Extraits de données de pointage:
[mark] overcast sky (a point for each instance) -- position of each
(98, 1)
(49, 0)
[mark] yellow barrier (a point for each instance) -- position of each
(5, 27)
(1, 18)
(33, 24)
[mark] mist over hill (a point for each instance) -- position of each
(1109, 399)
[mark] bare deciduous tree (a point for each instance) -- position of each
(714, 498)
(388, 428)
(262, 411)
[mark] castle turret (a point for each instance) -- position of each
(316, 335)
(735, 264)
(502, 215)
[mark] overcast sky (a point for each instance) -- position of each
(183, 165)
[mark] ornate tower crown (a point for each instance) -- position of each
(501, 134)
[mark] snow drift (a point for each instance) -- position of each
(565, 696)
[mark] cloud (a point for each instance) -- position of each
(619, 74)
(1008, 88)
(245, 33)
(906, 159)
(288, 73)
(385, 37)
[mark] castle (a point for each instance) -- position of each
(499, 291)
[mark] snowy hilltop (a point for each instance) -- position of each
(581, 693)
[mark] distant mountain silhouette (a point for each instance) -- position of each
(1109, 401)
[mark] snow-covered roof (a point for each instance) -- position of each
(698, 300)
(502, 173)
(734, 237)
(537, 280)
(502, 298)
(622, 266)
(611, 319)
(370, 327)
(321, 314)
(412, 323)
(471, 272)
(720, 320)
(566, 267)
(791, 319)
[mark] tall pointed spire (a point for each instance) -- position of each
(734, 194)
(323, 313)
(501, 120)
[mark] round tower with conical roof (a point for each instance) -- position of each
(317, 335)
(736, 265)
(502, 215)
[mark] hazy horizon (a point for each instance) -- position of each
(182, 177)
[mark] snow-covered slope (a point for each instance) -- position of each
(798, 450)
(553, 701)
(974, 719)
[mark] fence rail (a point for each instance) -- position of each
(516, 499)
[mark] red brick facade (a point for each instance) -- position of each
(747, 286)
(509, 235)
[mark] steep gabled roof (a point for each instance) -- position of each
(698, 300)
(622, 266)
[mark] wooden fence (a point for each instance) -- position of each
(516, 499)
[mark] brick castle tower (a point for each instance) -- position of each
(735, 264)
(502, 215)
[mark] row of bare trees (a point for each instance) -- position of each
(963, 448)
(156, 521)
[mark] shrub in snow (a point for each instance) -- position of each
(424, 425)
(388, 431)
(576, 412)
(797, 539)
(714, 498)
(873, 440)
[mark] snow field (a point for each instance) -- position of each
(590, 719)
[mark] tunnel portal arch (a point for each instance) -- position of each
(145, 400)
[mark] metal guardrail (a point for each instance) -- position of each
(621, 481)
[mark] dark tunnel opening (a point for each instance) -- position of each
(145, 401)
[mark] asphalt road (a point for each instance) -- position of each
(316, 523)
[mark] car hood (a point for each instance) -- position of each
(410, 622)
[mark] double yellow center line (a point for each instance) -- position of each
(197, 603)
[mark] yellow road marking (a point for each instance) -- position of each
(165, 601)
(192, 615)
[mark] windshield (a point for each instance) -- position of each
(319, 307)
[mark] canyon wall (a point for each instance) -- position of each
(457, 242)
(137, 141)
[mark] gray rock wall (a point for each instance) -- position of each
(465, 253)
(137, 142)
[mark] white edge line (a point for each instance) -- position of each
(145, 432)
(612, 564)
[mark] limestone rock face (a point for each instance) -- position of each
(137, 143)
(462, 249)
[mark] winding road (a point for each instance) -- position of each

• Consignes de l'exercice: Pouvez-vous recopier toutes les lignes ci-dessus sans y changer quoi que ce soit ?

• Solution complète:
[mark] overcast sky (a point for each instance) -- position of each
(98, 1)
(49, 0)
[mark] yellow barrier (a point for each instance) -- position of each
(5, 27)
(1, 18)
(33, 24)
[mark] mist over hill (a point for each instance) -- position of each
(1109, 399)
[mark] bare deciduous tree (a point for each instance) -- position of each
(714, 498)
(388, 428)
(262, 411)
[mark] castle turret (a point for each instance) -- position of each
(316, 335)
(735, 264)
(502, 215)
[mark] overcast sky (a point for each instance) -- position of each
(183, 165)
[mark] ornate tower crown (a point for each instance) -- position of each
(501, 134)
[mark] snow drift (a point for each instance) -- position of each
(565, 696)
[mark] cloud (a point for each instance) -- position of each
(619, 74)
(1008, 88)
(245, 33)
(906, 159)
(288, 73)
(385, 37)
[mark] castle (a point for each instance) -- position of each
(499, 291)
[mark] snowy hilltop (a point for each instance) -- position of each
(581, 693)
[mark] distant mountain silhouette (a point for each instance) -- position of each
(1109, 401)
[mark] snow-covered roof (a point for each instance) -- position of each
(698, 300)
(502, 173)
(734, 237)
(537, 280)
(502, 298)
(622, 266)
(611, 319)
(370, 327)
(321, 314)
(412, 323)
(471, 272)
(720, 320)
(566, 267)
(791, 319)
[mark] tall pointed spire (a point for each instance) -- position of each
(734, 194)
(323, 313)
(501, 120)
[mark] round tower with conical roof (a point for each instance) -- position of each
(317, 335)
(736, 265)
(502, 215)
[mark] hazy horizon (a point for each instance) -- position of each
(182, 177)
[mark] snow-covered slope (a point for each instance) -- position of each
(798, 450)
(553, 701)
(974, 719)
[mark] fence rail (a point for each instance) -- position of each
(516, 499)
[mark] red brick facade (a point for each instance) -- position of each
(747, 286)
(509, 235)
[mark] steep gabled roof (a point for each instance) -- position of each
(698, 300)
(622, 266)
[mark] wooden fence (a point for each instance) -- position of each
(516, 499)
[mark] brick castle tower (a point for each instance) -- position of each
(735, 264)
(502, 215)
[mark] row of bare trees (a point for each instance) -- position of each
(963, 448)
(156, 521)
[mark] shrub in snow (a point for each instance) -- position of each
(424, 425)
(388, 431)
(576, 412)
(797, 539)
(714, 498)
(873, 440)
[mark] snow field (a point for each instance) -- position of each
(590, 719)
[mark] tunnel portal arch (a point for each instance) -- position of each
(145, 400)
[mark] metal guardrail (a point for each instance) -- position of each
(621, 481)
[mark] dark tunnel opening (a point for each instance) -- position of each
(145, 401)
[mark] asphalt road (a point for each instance) -- position of each
(316, 523)
[mark] car hood (a point for each instance) -- position of each
(410, 622)
[mark] double yellow center line (a point for each instance) -- position of each
(197, 603)
[mark] yellow road marking (a point for each instance) -- position of each
(165, 601)
(192, 615)
[mark] windshield (a point for each instance) -- position of each
(319, 307)
[mark] canyon wall (a point for each instance) -- position of each
(457, 242)
(137, 141)
[mark] gray rock wall (a point for each instance) -- position of each
(465, 253)
(137, 142)
[mark] white edge line (a point for each instance) -- position of each
(145, 432)
(612, 564)
[mark] limestone rock face (a point for each instance) -- position of each
(137, 143)
(462, 249)
[mark] winding road (a point for each instance) -- position of each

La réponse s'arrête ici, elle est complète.